* _TASK DETAILS_:
Taking the line with "--target=low-lying mist" as the first and the line with "Trace the outline of every instance of the low-lying" as the last, set down exactly every line in that range from the entries below, and no more.

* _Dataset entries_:
------------

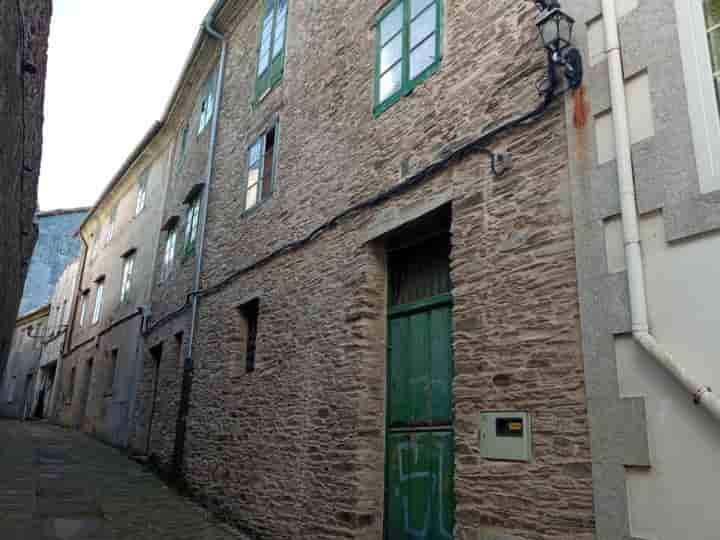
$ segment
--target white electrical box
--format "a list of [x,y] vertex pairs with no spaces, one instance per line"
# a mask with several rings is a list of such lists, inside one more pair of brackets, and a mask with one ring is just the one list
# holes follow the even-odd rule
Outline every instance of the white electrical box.
[[486,412],[480,415],[480,455],[498,461],[530,461],[532,429],[526,412]]

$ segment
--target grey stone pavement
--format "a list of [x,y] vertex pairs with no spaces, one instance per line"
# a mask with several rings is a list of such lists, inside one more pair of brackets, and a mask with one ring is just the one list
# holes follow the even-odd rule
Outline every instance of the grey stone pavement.
[[244,540],[114,448],[0,419],[0,540]]

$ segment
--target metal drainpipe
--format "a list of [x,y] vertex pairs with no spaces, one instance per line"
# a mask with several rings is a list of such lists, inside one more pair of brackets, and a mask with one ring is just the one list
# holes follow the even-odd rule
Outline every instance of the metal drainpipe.
[[218,32],[213,28],[215,17],[217,16],[220,8],[225,4],[225,0],[217,0],[213,7],[210,9],[207,17],[203,21],[203,29],[214,39],[217,39],[221,43],[220,49],[220,62],[218,64],[217,80],[215,83],[215,105],[213,110],[212,126],[210,128],[210,145],[208,148],[208,164],[207,164],[207,178],[205,184],[205,192],[202,200],[202,222],[200,234],[198,235],[198,259],[197,265],[195,266],[195,279],[193,281],[193,295],[192,295],[192,315],[190,320],[190,338],[188,339],[187,354],[185,357],[185,367],[193,368],[193,346],[195,344],[195,331],[197,327],[198,318],[198,307],[200,299],[197,292],[200,290],[200,275],[202,273],[203,263],[203,251],[205,247],[205,229],[207,226],[207,214],[208,214],[208,201],[210,199],[210,186],[212,185],[215,165],[215,146],[217,143],[217,131],[220,116],[220,101],[222,99],[222,88],[223,80],[225,78],[225,58],[227,55],[227,41],[225,35]]
[[620,54],[618,21],[615,0],[602,0],[605,43],[608,54],[610,95],[612,100],[615,150],[617,155],[620,206],[623,221],[623,240],[630,291],[632,332],[635,341],[693,396],[716,420],[720,420],[720,399],[712,390],[685,371],[650,333],[645,287],[645,269],[640,245],[635,179],[633,177],[630,128],[628,124],[625,79]]

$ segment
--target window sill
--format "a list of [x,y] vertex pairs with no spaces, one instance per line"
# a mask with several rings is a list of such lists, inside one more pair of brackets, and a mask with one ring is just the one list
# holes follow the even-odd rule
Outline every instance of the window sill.
[[247,210],[243,210],[240,212],[240,219],[249,219],[252,217],[256,212],[258,212],[260,209],[262,209],[264,206],[270,204],[270,201],[273,198],[273,193],[270,192],[270,194],[262,199],[259,203],[257,203],[255,206],[252,206],[248,208]]
[[260,105],[262,105],[262,103],[267,99],[267,97],[268,97],[270,94],[272,94],[273,91],[274,91],[277,87],[280,86],[280,83],[282,82],[282,80],[283,80],[283,77],[282,77],[282,74],[280,74],[280,77],[278,78],[277,81],[275,81],[274,83],[272,83],[272,84],[270,85],[270,87],[269,87],[267,90],[265,90],[262,94],[260,94],[259,96],[256,96],[256,97],[253,99],[253,101],[252,101],[252,107],[253,107],[253,109],[256,109],[257,107],[259,107]]

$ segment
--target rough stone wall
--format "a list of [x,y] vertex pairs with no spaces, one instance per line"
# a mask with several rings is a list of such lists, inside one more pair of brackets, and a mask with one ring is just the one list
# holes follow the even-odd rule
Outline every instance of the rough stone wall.
[[0,1],[0,373],[10,347],[27,265],[42,149],[50,0]]
[[[161,282],[158,278],[163,262],[167,233],[163,232],[160,235],[157,245],[155,287],[152,291],[153,319],[156,321],[182,307],[187,302],[187,295],[193,288],[197,258],[196,256],[186,256],[184,252],[188,209],[185,199],[196,184],[206,181],[210,125],[208,124],[203,132],[198,134],[198,122],[202,100],[205,95],[205,83],[208,79],[216,77],[216,71],[212,69],[212,65],[201,64],[199,70],[202,73],[198,75],[197,80],[188,84],[188,96],[186,97],[185,106],[178,111],[178,115],[183,120],[179,122],[180,126],[170,160],[162,220],[165,223],[172,217],[178,218],[176,225],[177,244],[170,277]],[[180,141],[182,129],[186,122],[189,132],[183,157],[180,150]]]
[[[150,454],[162,456],[160,464],[169,467],[175,445],[175,429],[177,407],[180,399],[181,367],[176,356],[175,337],[182,333],[187,339],[190,332],[190,312],[183,307],[188,306],[188,295],[193,290],[193,280],[197,264],[196,255],[185,254],[185,227],[187,209],[185,199],[190,191],[199,183],[205,182],[207,176],[207,157],[210,143],[210,125],[198,134],[200,109],[205,95],[206,83],[217,76],[216,61],[213,56],[217,51],[213,48],[203,49],[200,59],[185,83],[177,110],[173,113],[173,122],[177,124],[175,144],[168,167],[167,192],[163,208],[162,223],[177,218],[177,243],[175,259],[169,276],[160,280],[165,253],[167,231],[160,234],[156,246],[157,258],[154,268],[151,306],[152,318],[150,332],[144,337],[143,375],[138,388],[137,407],[133,419],[133,433],[130,446],[138,451],[149,450]],[[207,63],[206,63],[207,62]],[[177,118],[177,119],[176,119]],[[188,126],[188,139],[185,155],[182,155],[182,130]],[[204,193],[201,196],[205,196]],[[173,315],[175,314],[175,315]],[[147,446],[148,428],[152,409],[154,388],[154,359],[150,349],[164,344],[161,361],[162,383],[158,387],[160,396],[156,400],[153,414],[153,435],[150,446]],[[185,345],[183,345],[184,348]],[[176,366],[177,370],[173,370]],[[158,434],[162,433],[162,437]]]
[[[537,104],[532,3],[461,0],[445,2],[440,71],[374,118],[382,5],[291,2],[283,81],[256,106],[261,2],[236,20],[204,287]],[[276,116],[275,193],[243,214],[246,149]],[[386,275],[368,240],[449,202],[457,537],[593,538],[563,119],[556,105],[495,141],[514,156],[500,179],[487,157],[469,157],[202,299],[184,462],[198,496],[258,538],[381,537]],[[237,307],[256,296],[257,370],[246,374]],[[479,413],[504,409],[532,414],[530,464],[480,458]]]

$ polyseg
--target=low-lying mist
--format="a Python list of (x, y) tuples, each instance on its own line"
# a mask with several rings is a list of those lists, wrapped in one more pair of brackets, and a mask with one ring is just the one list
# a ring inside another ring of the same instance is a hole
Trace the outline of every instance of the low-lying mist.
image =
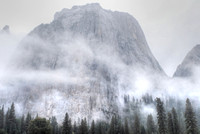
[[(111, 106), (120, 111), (125, 95), (200, 102), (198, 68), (192, 78), (169, 78), (140, 63), (125, 64), (112, 45), (71, 33), (61, 36), (55, 43), (35, 35), (0, 35), (1, 105), (15, 102), (18, 115), (30, 111), (58, 120), (67, 111), (76, 120), (105, 118), (99, 111)], [(142, 113), (154, 112), (154, 106), (143, 105)]]

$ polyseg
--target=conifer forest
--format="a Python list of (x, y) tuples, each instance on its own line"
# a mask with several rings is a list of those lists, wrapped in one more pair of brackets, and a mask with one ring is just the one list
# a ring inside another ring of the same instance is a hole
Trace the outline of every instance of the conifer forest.
[[(124, 96), (126, 106), (120, 116), (114, 114), (110, 121), (77, 119), (68, 113), (62, 122), (51, 118), (33, 117), (30, 113), (16, 116), (15, 104), (0, 109), (0, 134), (198, 134), (199, 109), (193, 108), (190, 99), (183, 103), (169, 98), (162, 101), (145, 95), (140, 100)], [(142, 107), (155, 107), (155, 113), (144, 115)], [(174, 107), (177, 106), (177, 107)]]

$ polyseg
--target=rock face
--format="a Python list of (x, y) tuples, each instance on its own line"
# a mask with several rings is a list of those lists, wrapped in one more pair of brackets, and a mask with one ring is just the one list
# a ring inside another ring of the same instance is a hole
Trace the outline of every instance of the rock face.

------------

* _WRITTEN REPLY_:
--target=low-lying mist
--format="a Python list of (x, y) tuples, each instance on its own line"
# a mask with several rings is a list of those lists, wrapped in one more pair of brackets, and a mask with one ring is just the one list
# a ring inside another ring of the same instance is a hole
Trace the outline of every instance of the low-lying mist.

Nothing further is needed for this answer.